GIVEN INSTRUCTION - Repeat only the lines from the one holding "Point out the white" down to the last line of the listing below, including both of those lines.

LISTED RECORDS -
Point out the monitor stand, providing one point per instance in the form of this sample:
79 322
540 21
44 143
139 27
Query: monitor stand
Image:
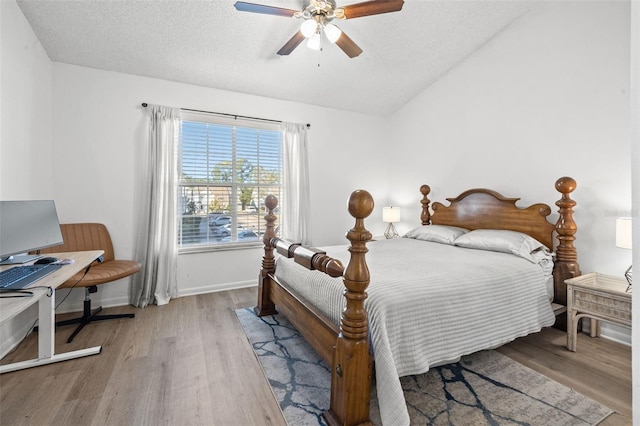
20 258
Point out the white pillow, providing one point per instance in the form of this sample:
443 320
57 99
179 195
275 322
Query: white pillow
436 233
504 241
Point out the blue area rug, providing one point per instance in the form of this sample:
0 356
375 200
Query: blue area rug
485 388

RESULT OF THE TASK -
Point out the white pillow, providing one point per instance in the form of this sample:
443 320
57 99
179 195
275 322
Query: white pillow
436 233
504 241
Point out the blue area rug, providing one point per instance in the form of this sample:
0 356
375 200
Query: blue area rug
485 388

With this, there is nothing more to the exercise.